## Texte à lire
Maintenant la raison pour laquelle je partage le choix de ces musulmans qui ont décidé de ne pas entrer dans les églises catholiques est plus claire. La raison est très simple: Jésus, pour les musulmans, n'est pas objet de vénération. Le Coran le considère en effet comme un grand prophète, connu pour ses miracles, mais la vénération est réservée uniquement à Mahomet. Pas seulement. Le Coran nie résolument, et condamne, l'idée que Jésus est le Fils de Dieu. « Les versets contre la trinité - souligne un islamiste sérieux et compétent comme le père Samir Khalil Samir - sont très clairs et n'ont pas besoin de tant d'interprétations ». Pour de nombreux musulmans, les chrétiens, justement à cause de la Trinité, sont des polythéistes ou des faux monothéistes. En plus de nier totalement la divinité du Christ, le Coran nie la rédemption: il y est même affirmé que le Christ n'est pas mort sur la croix mais qu'un sosie a été crucifié. Le Coran et les musulmans, en somme, nient les dogmes essentiels du christianisme: Trinité, incarnation, rédemption (*).

Dans ces conditions, ne pas entrer dans une église, mais prier ailleurs, est donc pour un musulman un signe de grande cohérence et respect (**). Un signe qui, entre autre, nous aide à nous rappeler qu'une église est quelque chose de très différent d'une mosquée. Cette dernière n'est en effet pas à proprement parler un lieu de culte, mais un lieu de rencontre pour les membres de la communauté, un lieu où non seulement on prie mais où l’on reçoit des directives de toutes sortes: morale, sociale, et même politique. Un lieu où l’on ne célèbre pas dans le sens chrétien du terme, aussi parce que il n'y a pas un administrateur du culte consacré à ce but. Penser donc accueillir les musulmans dans une église comme si l'église était "la mosquée des catholiques" signifie donc ne faire qu'une grande confusion et ne pas respecter les différences.

## Une série d'enregistrements
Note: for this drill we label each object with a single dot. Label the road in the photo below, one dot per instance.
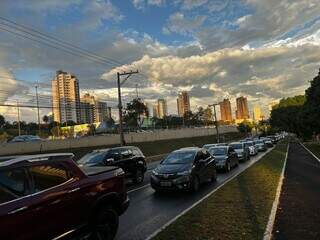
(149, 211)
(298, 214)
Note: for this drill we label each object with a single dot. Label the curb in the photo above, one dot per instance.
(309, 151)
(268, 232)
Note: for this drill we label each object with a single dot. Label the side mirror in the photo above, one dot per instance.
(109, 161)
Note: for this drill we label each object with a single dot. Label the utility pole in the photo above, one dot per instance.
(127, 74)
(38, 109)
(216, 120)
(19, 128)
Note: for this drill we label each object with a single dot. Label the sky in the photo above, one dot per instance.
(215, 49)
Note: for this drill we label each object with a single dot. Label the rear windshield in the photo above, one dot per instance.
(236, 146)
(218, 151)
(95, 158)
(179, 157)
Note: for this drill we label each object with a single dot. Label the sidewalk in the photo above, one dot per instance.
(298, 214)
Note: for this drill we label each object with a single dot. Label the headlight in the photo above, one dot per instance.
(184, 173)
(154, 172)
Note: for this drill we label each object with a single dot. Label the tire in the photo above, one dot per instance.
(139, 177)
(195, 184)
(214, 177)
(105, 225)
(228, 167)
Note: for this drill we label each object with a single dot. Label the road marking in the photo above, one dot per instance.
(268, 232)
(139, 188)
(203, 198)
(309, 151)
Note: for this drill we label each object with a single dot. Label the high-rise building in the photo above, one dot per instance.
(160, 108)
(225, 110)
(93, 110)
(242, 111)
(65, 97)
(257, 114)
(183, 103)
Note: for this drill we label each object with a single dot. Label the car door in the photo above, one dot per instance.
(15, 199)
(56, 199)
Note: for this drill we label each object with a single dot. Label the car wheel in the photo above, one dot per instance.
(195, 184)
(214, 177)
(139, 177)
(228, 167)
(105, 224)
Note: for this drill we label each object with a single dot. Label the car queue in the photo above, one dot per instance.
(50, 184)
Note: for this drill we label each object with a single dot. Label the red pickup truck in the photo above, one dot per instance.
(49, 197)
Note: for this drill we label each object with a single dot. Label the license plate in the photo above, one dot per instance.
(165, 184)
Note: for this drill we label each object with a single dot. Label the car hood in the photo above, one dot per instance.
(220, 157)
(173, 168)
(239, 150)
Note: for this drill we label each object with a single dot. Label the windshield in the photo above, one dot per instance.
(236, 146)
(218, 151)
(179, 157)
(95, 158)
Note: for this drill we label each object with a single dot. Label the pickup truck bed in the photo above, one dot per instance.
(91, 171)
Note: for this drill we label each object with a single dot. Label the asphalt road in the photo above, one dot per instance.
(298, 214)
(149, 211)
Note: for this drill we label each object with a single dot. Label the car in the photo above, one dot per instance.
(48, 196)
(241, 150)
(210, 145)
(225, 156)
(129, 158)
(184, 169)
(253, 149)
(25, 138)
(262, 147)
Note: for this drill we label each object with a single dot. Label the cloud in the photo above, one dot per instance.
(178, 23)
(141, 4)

## Consignes
1. Selon le texte sur les musulmans et les églises catholiques, à qui le Coran réserve-t-il la vénération ?
2. Traduisez en anglais cette phrase du texte sur les musulmans et les églises catholiques : « Pour de nombreux musulmans, les chrétiens, justement à cause de la Trinité, sont des polythéistes ou des faux monothéistes. »
3. Reproduisez à l'identique le passage du texte sur les musulmans et les églises catholiques qui commence par « Dans ces conditions, ne » et va jusqu'à « respecter les différences. ».

## Réponses
1. Uniquement à Mahomet.

2. For many Muslims, Christians, precisely because of the Trinity, are polytheists or false monotheists.

3.
Dans ces conditions, ne pas entrer dans une église, mais prier ailleurs, est donc pour un musulman un signe de grande cohérence et respect (**). Un signe qui, entre autre, nous aide à nous rappeler qu'une église est quelque chose de très différent d'une mosquée. Cette dernière n'est en effet pas à proprement parler un lieu de culte, mais un lieu de rencontre pour les membres de la communauté, un lieu où non seulement on prie mais où l’on reçoit des directives de toutes sortes: morale, sociale, et même politique. Un lieu où l’on ne célèbre pas dans le sens chrétien du terme, aussi parce que il n'y a pas un administrateur du culte consacré à ce but. Penser donc accueillir les musulmans dans une église comme si l'église était "la mosquée des catholiques" signifie donc ne faire qu'une grande confusion et ne pas respecter les différences.